» **Goal of the exercise**
Retype the part of the listing that opens with its first line and closes with the line containing "column 778, row 409", both ends included. Leave the pictures out of your copy.

>> START Items

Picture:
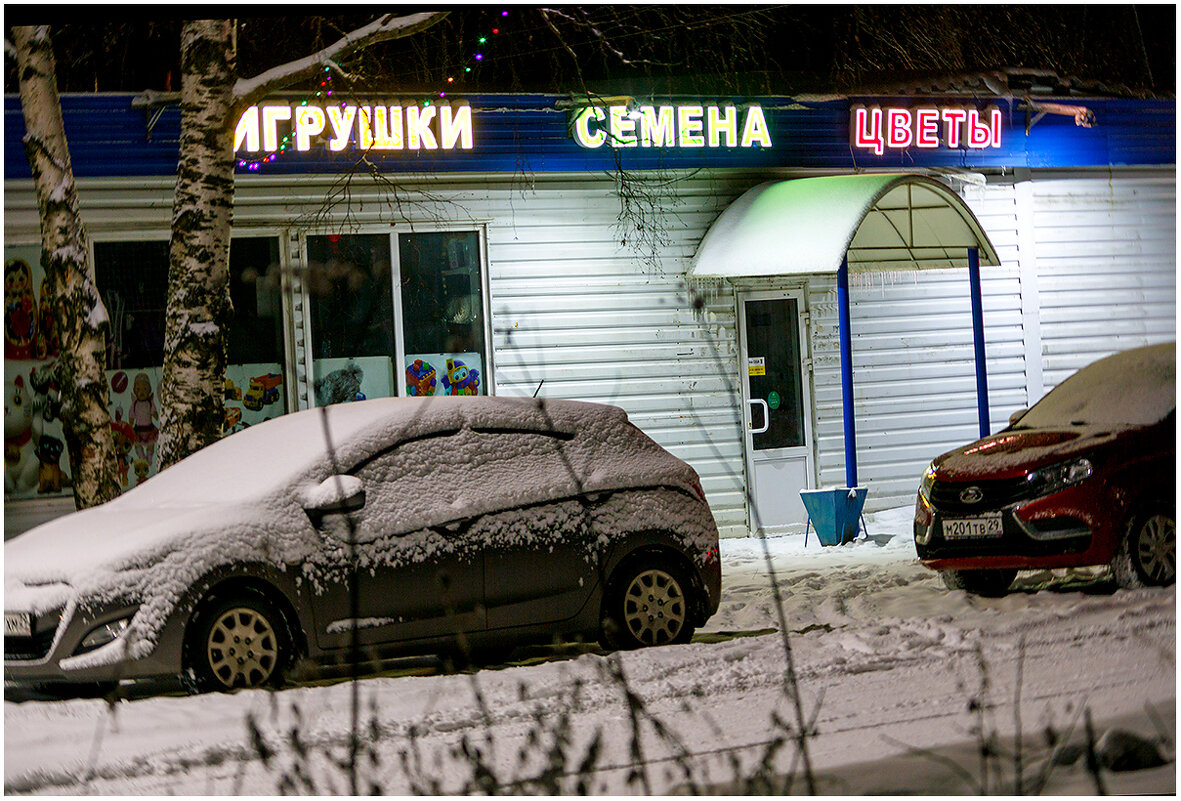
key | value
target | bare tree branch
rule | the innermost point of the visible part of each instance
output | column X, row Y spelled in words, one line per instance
column 384, row 28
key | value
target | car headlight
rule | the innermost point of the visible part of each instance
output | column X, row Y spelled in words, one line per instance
column 927, row 483
column 1049, row 480
column 100, row 636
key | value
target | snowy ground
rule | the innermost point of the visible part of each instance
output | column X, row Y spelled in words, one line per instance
column 888, row 663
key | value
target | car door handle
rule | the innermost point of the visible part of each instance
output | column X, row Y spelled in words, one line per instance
column 767, row 416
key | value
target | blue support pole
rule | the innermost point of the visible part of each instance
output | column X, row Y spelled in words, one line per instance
column 982, row 372
column 850, row 434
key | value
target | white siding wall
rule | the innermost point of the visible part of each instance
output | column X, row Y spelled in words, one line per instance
column 1088, row 268
column 572, row 304
column 1107, row 265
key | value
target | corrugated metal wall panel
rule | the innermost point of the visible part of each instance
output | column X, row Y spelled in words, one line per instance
column 1107, row 265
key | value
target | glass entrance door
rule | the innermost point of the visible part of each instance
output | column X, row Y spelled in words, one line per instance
column 778, row 409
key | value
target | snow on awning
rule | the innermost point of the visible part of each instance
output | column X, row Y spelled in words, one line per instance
column 883, row 222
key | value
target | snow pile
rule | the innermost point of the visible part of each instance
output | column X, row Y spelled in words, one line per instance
column 887, row 659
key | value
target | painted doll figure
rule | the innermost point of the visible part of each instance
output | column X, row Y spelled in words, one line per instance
column 143, row 416
column 19, row 311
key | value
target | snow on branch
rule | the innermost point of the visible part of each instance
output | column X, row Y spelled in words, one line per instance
column 384, row 28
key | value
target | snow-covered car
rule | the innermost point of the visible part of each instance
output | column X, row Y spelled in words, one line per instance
column 1087, row 476
column 417, row 525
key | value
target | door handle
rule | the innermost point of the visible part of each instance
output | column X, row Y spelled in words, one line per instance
column 767, row 416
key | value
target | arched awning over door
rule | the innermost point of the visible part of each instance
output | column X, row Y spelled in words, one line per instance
column 850, row 222
column 808, row 226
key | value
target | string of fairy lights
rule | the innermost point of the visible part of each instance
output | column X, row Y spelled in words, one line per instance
column 325, row 91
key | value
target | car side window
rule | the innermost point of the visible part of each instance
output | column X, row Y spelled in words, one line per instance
column 459, row 475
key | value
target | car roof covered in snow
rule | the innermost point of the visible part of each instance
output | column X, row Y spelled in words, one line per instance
column 271, row 455
column 1131, row 388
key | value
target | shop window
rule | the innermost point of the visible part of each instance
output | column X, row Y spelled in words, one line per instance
column 443, row 313
column 351, row 287
column 132, row 281
column 436, row 285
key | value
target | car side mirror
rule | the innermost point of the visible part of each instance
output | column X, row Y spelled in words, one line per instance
column 334, row 495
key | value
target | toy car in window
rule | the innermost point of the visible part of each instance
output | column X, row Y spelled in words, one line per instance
column 1087, row 476
column 429, row 523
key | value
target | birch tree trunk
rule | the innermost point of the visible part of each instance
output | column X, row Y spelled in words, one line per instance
column 198, row 305
column 78, row 310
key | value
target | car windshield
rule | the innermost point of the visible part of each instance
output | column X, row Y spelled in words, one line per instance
column 252, row 463
column 1134, row 388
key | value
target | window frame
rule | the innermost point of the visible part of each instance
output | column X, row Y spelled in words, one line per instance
column 393, row 232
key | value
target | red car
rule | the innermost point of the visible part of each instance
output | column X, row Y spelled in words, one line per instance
column 1087, row 476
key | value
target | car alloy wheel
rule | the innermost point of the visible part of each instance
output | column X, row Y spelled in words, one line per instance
column 1155, row 549
column 241, row 644
column 648, row 604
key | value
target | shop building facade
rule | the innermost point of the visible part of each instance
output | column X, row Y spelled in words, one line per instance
column 537, row 245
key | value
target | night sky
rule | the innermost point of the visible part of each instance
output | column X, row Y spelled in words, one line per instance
column 755, row 50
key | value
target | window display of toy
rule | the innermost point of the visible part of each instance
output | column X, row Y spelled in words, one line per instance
column 459, row 379
column 421, row 378
column 341, row 385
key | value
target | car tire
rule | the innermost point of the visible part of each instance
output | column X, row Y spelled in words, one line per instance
column 648, row 603
column 1147, row 552
column 239, row 643
column 989, row 584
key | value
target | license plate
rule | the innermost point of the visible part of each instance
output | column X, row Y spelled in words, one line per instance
column 972, row 528
column 17, row 624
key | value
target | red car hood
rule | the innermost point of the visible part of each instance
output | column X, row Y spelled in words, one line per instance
column 1013, row 453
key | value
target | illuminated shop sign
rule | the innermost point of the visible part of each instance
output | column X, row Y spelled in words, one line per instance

>> END Items

» **Expected output**
Picture:
key | value
target | bare tree branch
rule | the innermost point of the visible part of each instance
output | column X, row Y spelled in words, one line per instance
column 384, row 28
key | value
target | car headlight
rule | the innermost point of the visible part of each instance
output | column X, row Y spelled in words, one line per instance
column 927, row 483
column 1049, row 480
column 100, row 636
key | value
target | snowy ground
rule | the innermost point of the visible part of each instance
output | column X, row Y spelled in words, one line per instance
column 888, row 663
key | value
target | car door handle
rule | the innermost point of the visible part of each instance
output | column X, row Y spelled in words, one line per instance
column 767, row 416
key | value
target | blue support pole
rule | the innermost point of the visible part of each instance
output | column X, row Y spelled in words, one line per instance
column 982, row 372
column 850, row 434
key | value
target | white siding wall
rule | the innermost point of the visible part of each instance
output | column X, row Y spelled in words, one line per instance
column 1088, row 268
column 572, row 304
column 1107, row 265
key | value
target | corrugated metal wall panel
rule | the innermost point of the visible part of each instance
output | column X, row Y spelled in words, one line per instance
column 1107, row 265
key | value
target | glass entrance door
rule | the innermost point of the visible part of each instance
output | column X, row Y spelled in words, one line per instance
column 778, row 409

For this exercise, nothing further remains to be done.